Nobody knows what goes on in anyone else's heads -- peoples' OR animals''

The best we can do is infer it from their behavior.

A number of animals, including chickens, display behavior that if humans did it in that context we'd call it bored.

<shrug>

As to the o.p.'s question, it is better if you can offer them a more enriched environment -- larger, more varied, and with stuff to scratch/sort/dig through. Chickens are pretty detail-oriented critters, though, and can while away a lot of time poking carefully around just in case there might be *one* last eensy little bug crawling by.

Pat
 
All creatures get bored, frustrated and stressed when they are prevented by the circumstances of their confinement from doing what nature has designed them to do. This is why zoos have come up with the concept of "enrichment." It isn't just a matter of being touchy/feely, either. Chickens don't lay as well if they're stressed.

---+---

* _INSTRUCTIONS FOR THE TASK_: Copy the passage about chickens getting bored word for word, from "All creatures get" to "if they're stressed.".

* _INFORMATION GIVEN_:
---+---

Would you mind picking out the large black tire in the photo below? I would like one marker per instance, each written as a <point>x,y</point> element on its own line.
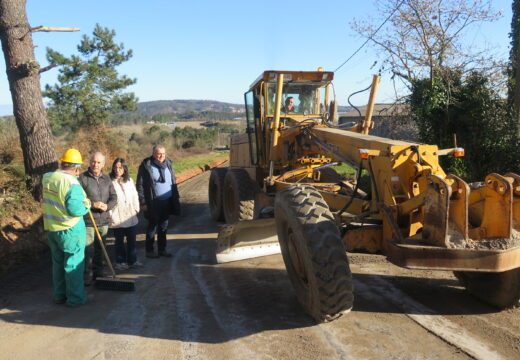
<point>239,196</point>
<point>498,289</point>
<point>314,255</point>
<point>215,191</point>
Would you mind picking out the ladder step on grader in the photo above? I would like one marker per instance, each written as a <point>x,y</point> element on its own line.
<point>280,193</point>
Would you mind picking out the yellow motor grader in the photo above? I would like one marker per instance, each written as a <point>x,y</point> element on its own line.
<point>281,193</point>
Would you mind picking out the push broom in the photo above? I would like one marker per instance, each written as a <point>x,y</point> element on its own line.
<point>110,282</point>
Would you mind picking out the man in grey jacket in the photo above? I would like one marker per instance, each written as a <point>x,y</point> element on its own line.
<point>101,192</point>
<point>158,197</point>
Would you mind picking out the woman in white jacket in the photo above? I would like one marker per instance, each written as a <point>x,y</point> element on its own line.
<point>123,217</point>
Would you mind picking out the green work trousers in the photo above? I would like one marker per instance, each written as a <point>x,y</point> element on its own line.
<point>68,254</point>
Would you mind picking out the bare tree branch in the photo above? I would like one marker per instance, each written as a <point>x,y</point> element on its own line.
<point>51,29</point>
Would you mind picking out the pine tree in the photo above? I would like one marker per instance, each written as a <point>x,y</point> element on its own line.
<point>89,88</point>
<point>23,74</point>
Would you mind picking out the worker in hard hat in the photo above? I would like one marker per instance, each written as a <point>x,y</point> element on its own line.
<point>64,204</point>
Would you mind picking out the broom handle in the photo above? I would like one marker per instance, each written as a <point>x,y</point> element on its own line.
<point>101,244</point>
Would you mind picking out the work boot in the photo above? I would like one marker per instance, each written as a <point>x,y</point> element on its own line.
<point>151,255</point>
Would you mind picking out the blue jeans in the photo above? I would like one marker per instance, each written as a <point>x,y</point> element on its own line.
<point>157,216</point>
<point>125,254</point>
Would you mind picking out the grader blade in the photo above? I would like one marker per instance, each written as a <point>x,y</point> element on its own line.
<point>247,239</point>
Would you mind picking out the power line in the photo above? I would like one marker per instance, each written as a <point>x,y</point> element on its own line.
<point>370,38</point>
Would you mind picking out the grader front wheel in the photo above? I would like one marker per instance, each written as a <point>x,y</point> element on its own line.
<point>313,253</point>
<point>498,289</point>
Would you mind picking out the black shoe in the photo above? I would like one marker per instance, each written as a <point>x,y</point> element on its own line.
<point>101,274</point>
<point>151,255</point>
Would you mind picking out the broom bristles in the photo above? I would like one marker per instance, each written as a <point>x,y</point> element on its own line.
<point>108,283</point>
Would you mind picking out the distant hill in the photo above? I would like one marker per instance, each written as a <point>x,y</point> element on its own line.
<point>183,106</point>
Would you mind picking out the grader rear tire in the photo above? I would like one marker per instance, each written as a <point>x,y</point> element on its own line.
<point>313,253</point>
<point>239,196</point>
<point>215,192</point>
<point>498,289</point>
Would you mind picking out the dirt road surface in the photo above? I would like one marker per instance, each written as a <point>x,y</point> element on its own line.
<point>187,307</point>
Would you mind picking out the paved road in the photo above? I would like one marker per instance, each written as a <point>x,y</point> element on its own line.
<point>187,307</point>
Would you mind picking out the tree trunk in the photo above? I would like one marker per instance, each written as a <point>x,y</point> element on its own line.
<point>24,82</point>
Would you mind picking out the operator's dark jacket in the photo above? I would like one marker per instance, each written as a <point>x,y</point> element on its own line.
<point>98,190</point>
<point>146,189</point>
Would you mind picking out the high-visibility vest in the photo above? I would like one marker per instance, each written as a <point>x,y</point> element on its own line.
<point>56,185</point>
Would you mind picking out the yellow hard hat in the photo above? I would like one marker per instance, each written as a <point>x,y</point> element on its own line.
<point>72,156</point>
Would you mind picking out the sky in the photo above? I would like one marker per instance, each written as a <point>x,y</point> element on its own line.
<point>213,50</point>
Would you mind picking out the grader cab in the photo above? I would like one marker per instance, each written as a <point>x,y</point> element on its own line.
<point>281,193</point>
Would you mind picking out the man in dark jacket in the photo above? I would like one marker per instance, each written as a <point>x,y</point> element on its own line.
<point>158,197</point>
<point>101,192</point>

---+---

* _CORRECT OUTPUT_:
All creatures get bored, frustrated and stressed when they are prevented by the circumstances of their confinement from doing what nature has designed them to do. This is why zoos have come up with the concept of "enrichment." It isn't just a matter of being touchy/feely, either. Chickens don't lay as well if they're stressed.